##### Source passage #####

It’s becoming as much of a tradition as costumed trick-or-treaters and skeletons crawling across lawns studded with cardboard gravestones: candy corn and jumbo bags of Snickers start popping up on grocery store shelves a few weeks after Independence Day. We all gripe about it, bemoaning the premature send-off of summer and the ephemerality of our very existence.
Why the rush? Experts can point to a multitude of the usual, profit-driven reasons. Eye-catching holiday displays increase consumer hype in stores; longer holiday lead times give people more chances to buy seasonal items.
But Daniele Mathras, an associate professor of marketing at Northeastern University, points to another. As the season fades into early fall and images of ghosts and graveyards loom on the calendar, you’re probably thinking more about death. And thinking about death — what psychologists call “mortality salience” — makes people shop.
“The theory is that we buy more as a compensatory mechanism for the fear of dying,” Mathras says. “The changing of the seasons and end of summer is one of those time periods where mortality is salient, so retailers may benefit by reminding us fall is here early.”
In recent years, companies have been doing just that. Since 2020, when retailers extended the candy shopping season in an attempt to salvage a COVID-wrecked year for trick-or-treating, Halloween displays in supermarkets and drugstores have routinely arrived by the second week of August.
This year at Disney World in Orlando, “Mickey’s Not So Scary Halloween Party,” a ticketed event held several nights per week at the Magic Kingdom in the run up to Halloween, started Aug. 9. And the autumnal product drop to rule them all — the Starbucks Pumpkin Spice Latte — arrived on Aug. 22 this year, three days earlier than in 2023.
The idea of mortality salience as a driver of consumer behavior has a deep academic underpinning; the National Institutes of Health even funded a 2021 study delving into how heightened fear of mortality affected buying habits during the COVID-19 pandemic. Past studies have shown that people confronted with their own finite temporal existence sometimes cope through conspicuous consumption.

##### Dataset extract #####

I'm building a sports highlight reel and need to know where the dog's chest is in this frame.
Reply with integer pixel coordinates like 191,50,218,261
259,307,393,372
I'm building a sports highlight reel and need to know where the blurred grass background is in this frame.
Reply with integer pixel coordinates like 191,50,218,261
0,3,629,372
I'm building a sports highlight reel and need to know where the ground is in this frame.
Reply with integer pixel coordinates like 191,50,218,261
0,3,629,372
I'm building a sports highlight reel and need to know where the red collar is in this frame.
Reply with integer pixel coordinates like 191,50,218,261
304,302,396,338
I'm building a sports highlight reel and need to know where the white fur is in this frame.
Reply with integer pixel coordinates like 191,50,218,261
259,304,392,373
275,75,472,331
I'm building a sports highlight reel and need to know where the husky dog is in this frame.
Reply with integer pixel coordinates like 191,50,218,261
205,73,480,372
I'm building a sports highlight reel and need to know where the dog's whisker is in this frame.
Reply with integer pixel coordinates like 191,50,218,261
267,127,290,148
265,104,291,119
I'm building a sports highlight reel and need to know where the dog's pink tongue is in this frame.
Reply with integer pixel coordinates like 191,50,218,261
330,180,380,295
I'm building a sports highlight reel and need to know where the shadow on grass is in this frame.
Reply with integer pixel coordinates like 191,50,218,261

#####

**Tasks for this exercise**:
1 – Rewrite the part of the early Halloween shopping text that opens with the words containing "It’s becoming as" and closes with "buy seasonal items.", swapping "grocery store" for "supermarket".
2 – Using the early Halloween shopping text, explain in one to three sentences why retailers may gain from reminding shoppers early that fall has arrived.
3 – Carry on the text about early Halloween shopping from where it stops.
The lines have nothing to do with the text about early Halloween shopping.

**Numbered answers**:
1 –
It’s becoming as much of a tradition as costumed trick-or-treaters and skeletons crawling across lawns studded with cardboard gravestones: candy corn and jumbo bags of Snickers start popping up on supermarket shelves a few weeks after Independence Day. We all gripe about it, bemoaning the premature send-off of summer and the ephemerality of our very existence.
Why the rush? Experts can point to a multitude of the usual, profit-driven reasons. Eye-catching holiday displays increase consumer hype in stores; longer holiday lead times give people more chances to buy seasonal items.

2 – The end of summer is a time when people think more about death, and that "mortality salience" makes them shop. The theory is that people buy more to make up for their fear of dying, so an early reminder of fall can help sales.

3 –
That dynamic is more potent for certain types of people in a way that the particular flavor of Halloween can exacerbate, says Alexander DePaoli, an associate teaching professor in marketing at Northeastern.
Early in his career, DePaoli worked on a project studying indulgent purchases and mortality salience. He found that from a consumer behavior standpoint, contemplating death affects different personality types in different ways — namely, it nudges people to buy things that reinforce their own self-perception.
“Essentially, if you identify as a ‘fun person’ — if it’s an important source of your self-esteem to be a fun person — mortality salience makes you more likely to buy indulgent things, like chocolate,” he says. “If that’s not the case, then your focus is actually drawn to more functional products instead. Mortality salience leads you to be like, OK, I need to use my time and money more wisely.”
The ”fun” people, in other words, may be more susceptible to late summer Halloween candy purchases.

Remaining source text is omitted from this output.